▸ CHALLENGE: Retype the material in full, keeping every word the same.

### MATERIAL SUPPLIED

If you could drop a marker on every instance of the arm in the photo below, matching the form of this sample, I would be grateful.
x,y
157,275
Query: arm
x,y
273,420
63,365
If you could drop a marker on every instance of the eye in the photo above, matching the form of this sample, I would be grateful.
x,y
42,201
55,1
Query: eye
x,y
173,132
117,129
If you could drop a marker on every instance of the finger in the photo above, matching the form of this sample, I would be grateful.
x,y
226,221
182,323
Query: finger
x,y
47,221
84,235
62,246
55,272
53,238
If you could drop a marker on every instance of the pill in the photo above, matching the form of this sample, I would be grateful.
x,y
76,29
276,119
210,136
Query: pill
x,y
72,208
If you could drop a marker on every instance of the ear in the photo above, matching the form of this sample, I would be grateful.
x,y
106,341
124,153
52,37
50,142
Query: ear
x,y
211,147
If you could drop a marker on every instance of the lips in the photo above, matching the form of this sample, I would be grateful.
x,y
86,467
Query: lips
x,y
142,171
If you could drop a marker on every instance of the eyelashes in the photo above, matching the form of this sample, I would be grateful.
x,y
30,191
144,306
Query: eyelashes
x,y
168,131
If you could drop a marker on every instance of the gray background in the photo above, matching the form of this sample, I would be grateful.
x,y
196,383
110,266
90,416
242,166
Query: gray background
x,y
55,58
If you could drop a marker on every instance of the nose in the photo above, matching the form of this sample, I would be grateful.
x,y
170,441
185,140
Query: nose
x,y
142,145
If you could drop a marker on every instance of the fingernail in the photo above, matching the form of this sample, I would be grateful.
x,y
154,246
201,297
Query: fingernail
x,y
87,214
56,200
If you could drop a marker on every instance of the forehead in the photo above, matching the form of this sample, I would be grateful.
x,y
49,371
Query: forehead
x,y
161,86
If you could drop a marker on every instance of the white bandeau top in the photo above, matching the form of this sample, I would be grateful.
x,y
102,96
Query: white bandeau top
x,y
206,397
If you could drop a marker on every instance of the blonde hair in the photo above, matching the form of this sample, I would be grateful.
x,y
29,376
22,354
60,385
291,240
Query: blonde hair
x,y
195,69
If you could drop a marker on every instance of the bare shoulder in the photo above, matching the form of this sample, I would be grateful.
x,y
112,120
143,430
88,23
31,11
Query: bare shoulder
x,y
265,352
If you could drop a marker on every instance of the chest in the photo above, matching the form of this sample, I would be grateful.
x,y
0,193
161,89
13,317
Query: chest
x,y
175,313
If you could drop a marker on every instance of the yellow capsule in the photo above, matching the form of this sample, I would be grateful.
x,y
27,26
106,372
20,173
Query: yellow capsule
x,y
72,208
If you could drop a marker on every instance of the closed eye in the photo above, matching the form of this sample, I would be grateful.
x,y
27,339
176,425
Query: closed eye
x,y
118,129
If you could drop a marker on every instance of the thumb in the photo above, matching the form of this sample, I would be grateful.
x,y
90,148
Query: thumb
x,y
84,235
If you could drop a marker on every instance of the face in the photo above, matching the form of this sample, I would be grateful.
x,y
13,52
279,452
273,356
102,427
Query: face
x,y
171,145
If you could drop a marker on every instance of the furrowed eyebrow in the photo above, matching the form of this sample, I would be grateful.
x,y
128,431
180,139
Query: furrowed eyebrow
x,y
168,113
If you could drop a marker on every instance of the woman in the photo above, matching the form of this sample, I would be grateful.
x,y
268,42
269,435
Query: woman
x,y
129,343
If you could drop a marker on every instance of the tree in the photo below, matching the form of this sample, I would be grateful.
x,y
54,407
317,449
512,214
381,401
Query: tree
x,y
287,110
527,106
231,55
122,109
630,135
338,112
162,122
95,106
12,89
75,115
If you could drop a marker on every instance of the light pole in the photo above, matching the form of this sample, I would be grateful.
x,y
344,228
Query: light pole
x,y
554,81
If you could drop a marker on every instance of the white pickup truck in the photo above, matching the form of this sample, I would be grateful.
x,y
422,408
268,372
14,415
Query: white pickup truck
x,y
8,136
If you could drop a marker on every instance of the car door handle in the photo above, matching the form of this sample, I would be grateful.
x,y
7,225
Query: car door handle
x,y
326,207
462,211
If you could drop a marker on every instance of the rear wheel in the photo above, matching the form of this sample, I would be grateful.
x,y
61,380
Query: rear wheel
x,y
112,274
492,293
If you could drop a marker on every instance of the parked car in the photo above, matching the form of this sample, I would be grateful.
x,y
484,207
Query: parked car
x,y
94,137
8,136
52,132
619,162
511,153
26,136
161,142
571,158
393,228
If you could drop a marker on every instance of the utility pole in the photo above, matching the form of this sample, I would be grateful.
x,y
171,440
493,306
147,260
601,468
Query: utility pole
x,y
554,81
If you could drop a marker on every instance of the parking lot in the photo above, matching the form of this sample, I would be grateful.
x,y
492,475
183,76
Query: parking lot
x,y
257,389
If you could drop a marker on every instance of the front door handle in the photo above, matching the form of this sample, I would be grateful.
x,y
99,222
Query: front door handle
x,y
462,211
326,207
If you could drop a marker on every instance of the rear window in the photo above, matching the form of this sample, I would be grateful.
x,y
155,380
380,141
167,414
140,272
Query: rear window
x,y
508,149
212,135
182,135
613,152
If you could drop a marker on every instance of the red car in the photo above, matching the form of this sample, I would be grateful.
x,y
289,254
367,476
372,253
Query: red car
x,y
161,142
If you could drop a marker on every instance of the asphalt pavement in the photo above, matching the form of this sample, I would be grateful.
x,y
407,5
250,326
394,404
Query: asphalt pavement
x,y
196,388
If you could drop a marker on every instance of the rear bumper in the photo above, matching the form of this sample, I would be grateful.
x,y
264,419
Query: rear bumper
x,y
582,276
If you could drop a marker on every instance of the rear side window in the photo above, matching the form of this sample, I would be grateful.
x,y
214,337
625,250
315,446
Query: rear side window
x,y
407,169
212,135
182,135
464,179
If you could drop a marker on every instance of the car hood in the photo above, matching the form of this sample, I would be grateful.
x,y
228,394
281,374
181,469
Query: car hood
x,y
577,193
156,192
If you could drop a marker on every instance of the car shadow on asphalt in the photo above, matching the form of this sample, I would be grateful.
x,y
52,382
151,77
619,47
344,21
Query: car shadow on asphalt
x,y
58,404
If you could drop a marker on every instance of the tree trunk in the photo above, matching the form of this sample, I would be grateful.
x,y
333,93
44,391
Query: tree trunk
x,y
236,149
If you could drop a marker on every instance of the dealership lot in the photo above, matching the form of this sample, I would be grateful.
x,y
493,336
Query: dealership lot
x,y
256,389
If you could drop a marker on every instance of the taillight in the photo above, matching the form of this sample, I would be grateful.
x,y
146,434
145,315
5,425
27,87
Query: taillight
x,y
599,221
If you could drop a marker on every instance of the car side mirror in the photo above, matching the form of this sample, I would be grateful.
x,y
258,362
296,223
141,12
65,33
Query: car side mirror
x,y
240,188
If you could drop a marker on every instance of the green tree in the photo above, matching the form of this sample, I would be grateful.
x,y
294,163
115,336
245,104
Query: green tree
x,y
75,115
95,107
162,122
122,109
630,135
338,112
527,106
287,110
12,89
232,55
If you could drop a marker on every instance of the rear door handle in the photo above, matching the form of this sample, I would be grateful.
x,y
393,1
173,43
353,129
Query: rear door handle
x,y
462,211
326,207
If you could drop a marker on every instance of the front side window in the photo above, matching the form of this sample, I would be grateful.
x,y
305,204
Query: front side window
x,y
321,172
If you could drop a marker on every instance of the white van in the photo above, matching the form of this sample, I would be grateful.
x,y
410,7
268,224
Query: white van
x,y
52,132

######

▸ RESPONSE TO THE EXERCISE:
If you could drop a marker on every instance of the arm in the photo below, matching the form of this sample, I would be grateful.
x,y
157,275
Query: arm
x,y
273,420
63,365
If you could drop a marker on every instance of the eye in the photo above, matching the form of this sample, I would be grateful.
x,y
42,201
55,1
Query: eye
x,y
173,132
117,129
If you could drop a marker on every instance of the finger in the photo above, matching the form of this sample, I would be grateful.
x,y
226,221
182,323
Query: finger
x,y
47,221
84,235
62,246
55,272
53,238
If you could drop a marker on every instance of the pill in the photo above, matching the form of this sample, I would be grateful.
x,y
76,29
276,119
210,136
Query: pill
x,y
72,208
If you could drop a marker on every instance of the ear in the photo above, matching the form of this sample, I would be grateful.
x,y
106,341
124,153
52,37
50,142
Query: ear
x,y
211,147
If you could drop a marker on every instance of the lips in the photo above, matching the form of this sample, I would be grateful.
x,y
86,467
Query: lips
x,y
142,171
If you could drop a marker on every instance of the eyelashes in the photo above, matching the form of this sample, I would be grateful.
x,y
30,191
144,306
Query: eyelashes
x,y
168,131
If you could drop a marker on every instance of the gray background in the photo above, matching the form of this sample, I would be grateful.
x,y
196,383
110,266
90,416
242,166
Query: gray background
x,y
55,58
If you could drop a marker on every instance of the nose in the photo above, matching the form of this sample, I would be grateful.
x,y
170,441
185,140
Query: nose
x,y
142,145
If you could drop a marker on every instance of the fingernail in the photo above, matching the form of this sample, I would be grateful.
x,y
154,246
201,297
Query: fingernail
x,y
87,214
56,200
If you could drop a marker on every instance of the forehead in the photo above, matching the form of this sample, I would be grateful.
x,y
49,371
Query: forehead
x,y
161,86
If you could drop a marker on every instance of the white bandeau top in the photo above, matching the form of this sample, I would be grateful.
x,y
102,96
Query: white bandeau top
x,y
206,397
If you could drop a marker on every instance of the blonde hair in the photo above, matching the form of this sample, I would be grateful.
x,y
29,376
22,354
60,385
291,240
Query: blonde hair
x,y
195,69
If you could drop a marker on every instance of the bare shoulder in the photo above, matching the form of this sample, I would be grateful.
x,y
112,120
143,430
88,23
31,11
Query: bare shoulder
x,y
265,352
If you could drop a marker on every instance of the chest in the photo above, matching the form of this sample, I would be grateful.
x,y
0,193
161,89
13,317
Query: chest
x,y
175,313
If you could drop a marker on every instance of the yellow capsule in the photo above, matching the form of this sample, I would be grateful.
x,y
27,26
106,372
20,173
Query: yellow capsule
x,y
72,208
If you could drop a marker on every instance of the closed eye in the photo above, matching the form of this sample, I would be grateful.
x,y
27,339
176,425
Query: closed eye
x,y
118,129
If you could drop a marker on every instance of the thumb in the photo above, matching the form of this sample, I would be grateful.
x,y
90,148
Query: thumb
x,y
84,235
If you could drop a marker on every instance of the face in the photo above, matching the form of this sample, I would be grateful.
x,y
13,52
279,452
273,356
102,427
Query: face
x,y
171,145
If you could drop a marker on every instance of the furrowed eyebrow in the photo above, matching the form of this sample, I would be grateful.
x,y
128,431
180,139
Query: furrowed eyebrow
x,y
168,113
If you could drop a marker on every instance of the woman in the photo above, matching the form of this sample, I would be grateful.
x,y
268,42
269,435
Query: woman
x,y
129,343
If you could drop a marker on every instance of the tree in the photo below, matching the form of this sample, I would be grateful.
x,y
54,407
317,449
512,214
381,401
Query: tree
x,y
287,110
527,106
231,55
122,109
630,135
338,112
162,122
95,106
12,89
75,115
If you could drop a marker on every instance of the light pole in the photo above, matching the form of this sample, I would be grateful.
x,y
344,228
Query: light pole
x,y
554,81
If you could drop a marker on every instance of the white pickup truck in the photo above, matching the form of this sample, I would be grateful.
x,y
422,408
268,372
14,415
Query: white pickup truck
x,y
8,136
If you could drop a marker on every instance of the car door handle in the photo above, matching the form of this sample, I would be grateful.
x,y
7,225
Query: car door handle
x,y
326,207
462,211
If you could drop a marker on every instance of the rear wheel in the photo above, matching the form of this sample, I would be grateful.
x,y
61,380
Query: rear wheel
x,y
112,274
492,293
If you could drop a marker on every instance of the parked car in the photo above, matching the form of this sample, I would be grateful.
x,y
484,207
Query: parked car
x,y
94,137
8,136
52,132
619,162
511,153
26,136
161,142
571,158
393,228
If you could drop a marker on every instance of the utility pole in the photo above, matching the form of this sample, I would be grateful.
x,y
171,440
493,306
147,260
601,468
Query: utility pole
x,y
554,81
If you could drop a marker on every instance of the parking lot in the photo above, matching the form of this sample, I would be grateful.
x,y
492,475
183,76
Query: parking lot
x,y
257,389
If you could drop a marker on every instance of the front door handle in the photo above, matching the form of this sample, I would be grateful.
x,y
99,222
Query: front door handle
x,y
462,211
326,207
If you could drop a marker on every instance of the rear window in the photo above, matching the form of this sample, I would be grateful.
x,y
155,380
380,141
167,414
140,272
Query: rear window
x,y
508,149
212,135
182,135
613,152
If you could drop a marker on every instance of the red car in the photo above, matching the form of this sample, I would be grateful.
x,y
289,254
367,476
372,253
Query: red car
x,y
161,142
If you could drop a marker on every instance of the asphalt pavement in the photo above, matching the form of this sample, I would be grateful.
x,y
407,5
250,326
394,404
Query: asphalt pavement
x,y
196,388
If you could drop a marker on every instance of the rear bumper in the photo above, matching the form of this sample, I would be grateful.
x,y
264,419
Query: rear bumper
x,y
582,276
If you could drop a marker on every instance of the rear side window in the photo above, matching the form of this sample, I would be grateful.
x,y
214,337
625,250
315,446
Query: rear side window
x,y
407,169
212,135
182,135
464,179
If you could drop a marker on every instance of the car hood in the photo above, matching the form of this sample, I would be grateful.
x,y
228,394
281,374
181,469
Query: car hood
x,y
577,193
156,192
If you could drop a marker on every instance of the car shadow on asphalt in the photo above, matching the form of this sample, I would be grateful.
x,y
52,382
151,77
619,47
344,21
Query: car shadow on asphalt
x,y
58,404
If you could drop a marker on every instance of the tree trunk in the photo above, matching the form of this sample, I would be grateful.
x,y
333,93
44,391
Query: tree trunk
x,y
236,149
If you could drop a marker on every instance of the dealership lot in the photo above, matching the form of this sample, I would be grateful.
x,y
493,336
Query: dealership lot
x,y
256,389
If you could drop a marker on every instance of the taillight in the photo above, matching the form of this sample, I would be grateful.
x,y
146,434
145,315
5,425
27,87
Query: taillight
x,y
599,221
If you could drop a marker on every instance of the car side mirror in the photo above, matching the form of this sample, I would be grateful.
x,y
258,362
296,223
141,12
65,33
Query: car side mirror
x,y
240,188
If you could drop a marker on every instance of the green tree in the photo above, matching the form of this sample, I would be grateful.
x,y
294,163
115,336
245,104
Query: green tree
x,y
75,115
95,107
162,122
122,109
630,135
338,112
527,106
287,110
12,89
232,55
If you could drop a marker on every instance of the rear door handle in the photo above, matching the form of this sample, I would be grateful.
x,y
393,1
173,43
353,129
Query: rear door handle
x,y
462,211
326,207
If you could drop a marker on every instance of the front side window in the photo above, matching the form of this sample, I would be grateful.
x,y
305,204
Query: front side window
x,y
321,172
If you could drop a marker on every instance of the white van in the photo above, matching the form of this sample, I would be grateful.
x,y
410,7
268,224
Query: white van
x,y
52,132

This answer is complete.